→ **Document**:

..........

Saint Benoît Cottolengo, par ses œuvres et sa spiritualité, s’inspirait du modèle « Saint Vincent » : il avait même consacré à son nom le groupe principal des Sœurs et celui des Frères. Et saint Jean Bosco, parmi les premières publications, par lesquelles il commença l’activité typographique qui devait enseigner un métier à ses jeunes de Valdocco et être un instrument de vulgarisation populaire, imprima la brochure : « Le chrétien conduit à la vertu et à la bonne éducation selon l’esprit de saint Vincent de Paul, œuvre qui peut servir à consacrer le mois de juillet en honneur du même saint ». Ce n’est pas une observation arbitraire de dire que le Père Durando diffusait avec simplicité et humilité l’esprit du grand saint.
2. Directeur des Filles de la Charité : un « quasi fondateur ».
Il mit tout en œuvre pour introduire en Italie les Filles de la Charité de saint Vincent de Paul.
Sa demande fut acceptée et le 16 mai 1833 arrivèrent à Turin les deux premières Filles de la Charité françaises, avec la caractéristique « cornette » blanche empesée, suivies d’autres envois au mois d’août et ensuite au fur et à mesure des besoins. Les vocations augmentaient rapidement en nombre.
Le Père Durando s’appropria l’esprit avec lequel saint Vincent avait conduit ses Filles, et il afficha l’aspect innovateur et courageux de la culture respirée en famille avec son père et ses frères révolutionnaires : il ne refusa aucune proposition d’intervention charitable, même les plus « risquées ».

..........

→ **Objectif**:
Traduisez en anglais, s'il vous plaît, cette phrase du document sur le Père Durando : « Il mit tout en œuvre pour introduire en Italie les Filles de la Charité de saint Vincent de Paul. » Ce matériel n'est pas nécessaire.

→ **Matériel fourni**:
..........

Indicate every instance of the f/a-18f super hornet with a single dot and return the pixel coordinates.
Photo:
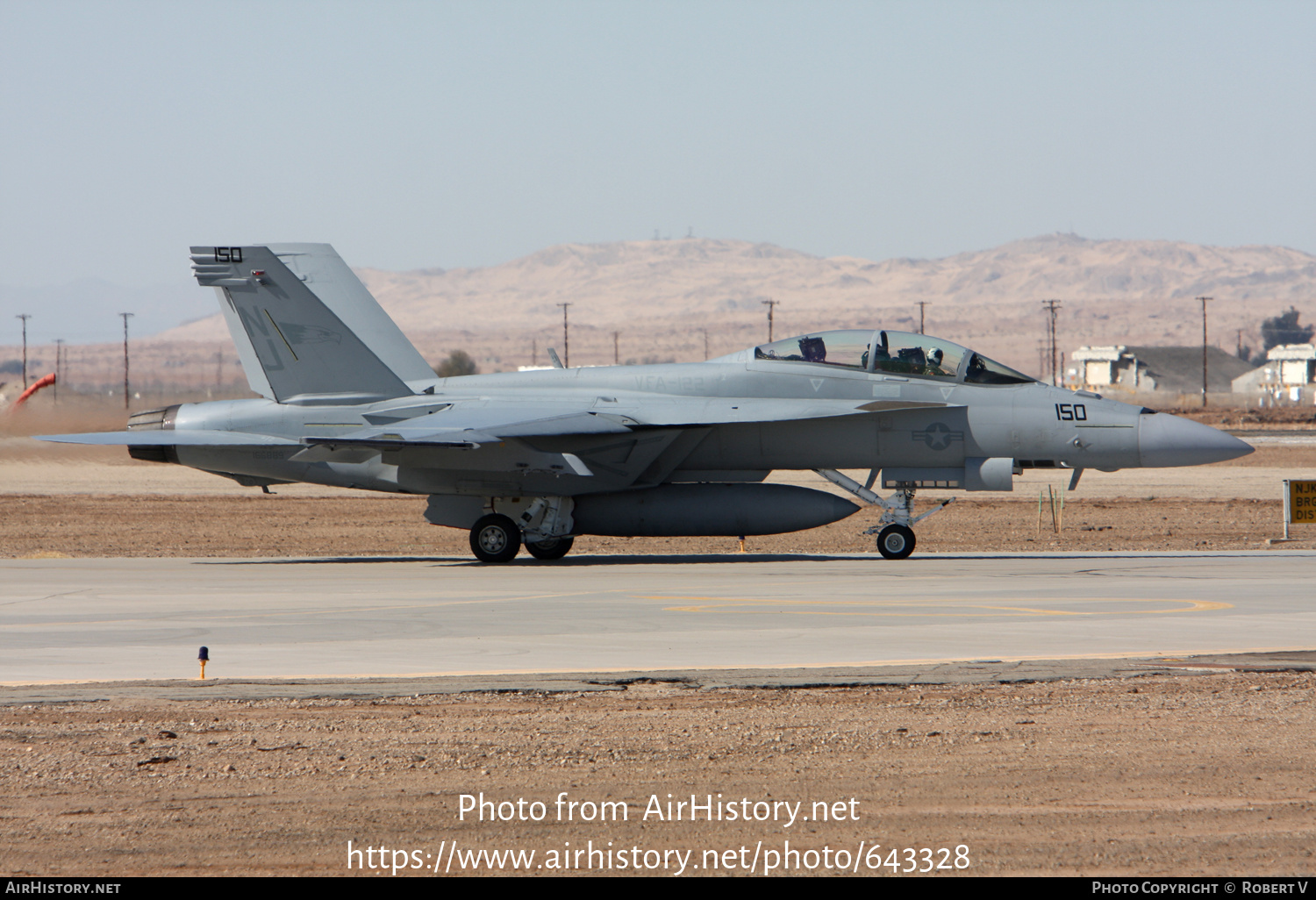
(676, 449)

..........

→ **Réponse**:
He did everything in his power to introduce the Daughters of Charity of Saint Vincent de Paul into Italy.